» **Problem to solve**: All entries are to be repeated exactly as shown below.

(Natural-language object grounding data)
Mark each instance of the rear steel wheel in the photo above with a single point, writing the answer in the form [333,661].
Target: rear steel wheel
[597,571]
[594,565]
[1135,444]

» **Result**:
Mark each instance of the rear steel wheel in the photo above with a single point, writing the answer in the form [333,661].
Target: rear steel wheel
[597,571]
[594,565]
[1135,444]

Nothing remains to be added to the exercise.